> _Stated goal_: Which lines below contain the string "ocean"? Pull out every one of them whole, treating uppercase and lowercase letters as different.

> _Data to process_:
####################

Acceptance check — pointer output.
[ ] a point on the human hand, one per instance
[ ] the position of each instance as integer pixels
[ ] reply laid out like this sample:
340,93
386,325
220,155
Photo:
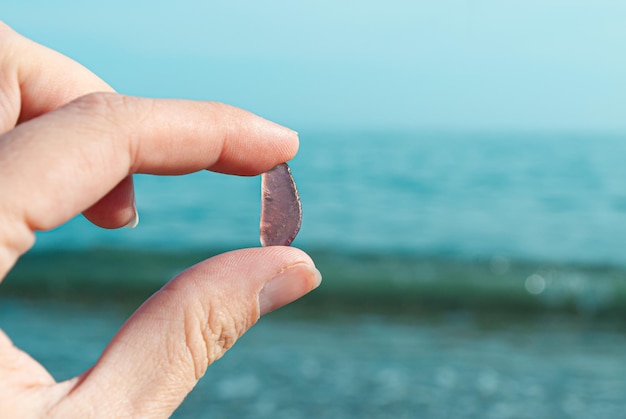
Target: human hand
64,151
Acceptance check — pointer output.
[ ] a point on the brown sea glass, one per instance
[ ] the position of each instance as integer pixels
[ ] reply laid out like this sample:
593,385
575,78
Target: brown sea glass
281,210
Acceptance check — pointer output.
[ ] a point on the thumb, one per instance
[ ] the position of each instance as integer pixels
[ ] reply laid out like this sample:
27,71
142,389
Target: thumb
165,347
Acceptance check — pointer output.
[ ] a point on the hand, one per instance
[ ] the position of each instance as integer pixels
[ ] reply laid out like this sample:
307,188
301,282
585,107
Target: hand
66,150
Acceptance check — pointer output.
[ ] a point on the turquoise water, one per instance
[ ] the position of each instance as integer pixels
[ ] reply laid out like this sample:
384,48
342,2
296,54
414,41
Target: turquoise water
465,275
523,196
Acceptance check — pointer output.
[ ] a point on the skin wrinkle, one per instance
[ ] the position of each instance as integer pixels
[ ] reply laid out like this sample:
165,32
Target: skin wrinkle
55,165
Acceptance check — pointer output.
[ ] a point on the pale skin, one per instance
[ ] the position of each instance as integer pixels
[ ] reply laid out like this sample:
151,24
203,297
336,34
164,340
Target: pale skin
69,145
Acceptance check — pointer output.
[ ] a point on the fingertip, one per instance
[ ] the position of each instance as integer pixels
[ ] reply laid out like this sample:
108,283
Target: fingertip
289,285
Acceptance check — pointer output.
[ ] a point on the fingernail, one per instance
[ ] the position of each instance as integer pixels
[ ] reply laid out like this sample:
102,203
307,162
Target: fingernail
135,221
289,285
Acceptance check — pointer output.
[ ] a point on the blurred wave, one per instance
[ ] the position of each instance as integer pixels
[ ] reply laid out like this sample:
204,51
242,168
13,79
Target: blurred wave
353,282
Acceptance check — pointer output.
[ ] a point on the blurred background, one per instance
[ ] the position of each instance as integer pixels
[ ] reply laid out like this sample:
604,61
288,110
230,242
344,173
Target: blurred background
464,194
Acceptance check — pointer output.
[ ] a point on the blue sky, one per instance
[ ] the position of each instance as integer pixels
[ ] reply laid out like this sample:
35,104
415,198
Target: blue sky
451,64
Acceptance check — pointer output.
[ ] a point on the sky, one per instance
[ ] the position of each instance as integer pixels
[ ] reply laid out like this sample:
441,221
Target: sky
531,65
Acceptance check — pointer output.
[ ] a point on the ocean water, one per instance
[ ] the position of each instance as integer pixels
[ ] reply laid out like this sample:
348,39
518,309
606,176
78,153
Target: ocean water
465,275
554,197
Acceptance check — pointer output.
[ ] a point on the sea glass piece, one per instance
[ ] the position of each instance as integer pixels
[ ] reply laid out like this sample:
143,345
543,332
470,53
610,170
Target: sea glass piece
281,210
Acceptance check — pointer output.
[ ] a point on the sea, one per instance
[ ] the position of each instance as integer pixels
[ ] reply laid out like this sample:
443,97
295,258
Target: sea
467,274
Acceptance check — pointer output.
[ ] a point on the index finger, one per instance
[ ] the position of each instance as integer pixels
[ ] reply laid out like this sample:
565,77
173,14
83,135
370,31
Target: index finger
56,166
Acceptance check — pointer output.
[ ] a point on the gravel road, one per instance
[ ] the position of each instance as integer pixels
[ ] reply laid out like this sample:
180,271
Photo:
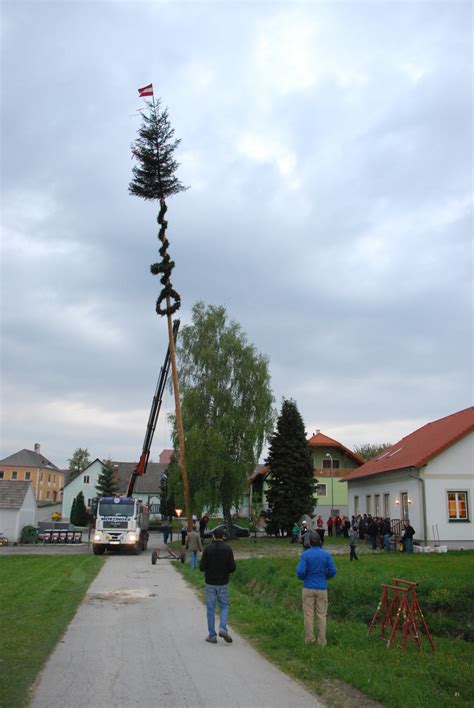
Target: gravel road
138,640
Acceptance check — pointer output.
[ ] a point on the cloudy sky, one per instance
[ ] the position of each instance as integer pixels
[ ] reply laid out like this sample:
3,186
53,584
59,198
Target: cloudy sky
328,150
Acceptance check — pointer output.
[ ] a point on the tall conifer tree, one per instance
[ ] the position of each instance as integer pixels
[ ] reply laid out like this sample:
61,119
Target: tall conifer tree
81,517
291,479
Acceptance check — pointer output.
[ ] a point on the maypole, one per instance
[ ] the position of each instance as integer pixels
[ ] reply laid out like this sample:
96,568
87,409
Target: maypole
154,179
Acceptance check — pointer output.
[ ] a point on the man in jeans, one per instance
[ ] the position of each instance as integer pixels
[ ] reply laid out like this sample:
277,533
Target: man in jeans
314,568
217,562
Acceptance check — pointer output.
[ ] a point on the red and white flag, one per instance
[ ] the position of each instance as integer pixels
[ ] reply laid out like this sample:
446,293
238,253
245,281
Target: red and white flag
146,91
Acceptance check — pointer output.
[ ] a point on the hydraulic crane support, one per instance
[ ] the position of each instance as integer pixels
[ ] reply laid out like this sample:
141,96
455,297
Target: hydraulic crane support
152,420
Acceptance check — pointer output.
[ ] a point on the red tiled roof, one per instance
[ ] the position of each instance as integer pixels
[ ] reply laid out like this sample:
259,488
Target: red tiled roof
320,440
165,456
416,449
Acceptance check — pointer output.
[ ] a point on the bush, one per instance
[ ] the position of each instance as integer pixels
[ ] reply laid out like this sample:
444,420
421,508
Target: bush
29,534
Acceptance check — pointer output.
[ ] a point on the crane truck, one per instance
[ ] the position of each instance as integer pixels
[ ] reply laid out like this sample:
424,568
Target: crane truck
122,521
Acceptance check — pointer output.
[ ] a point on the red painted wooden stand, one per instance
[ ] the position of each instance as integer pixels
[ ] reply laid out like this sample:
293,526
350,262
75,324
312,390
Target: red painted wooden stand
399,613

####################

> _Result of the exercise_:
[ ] a point on the ocean water, one per instance
Target: ocean water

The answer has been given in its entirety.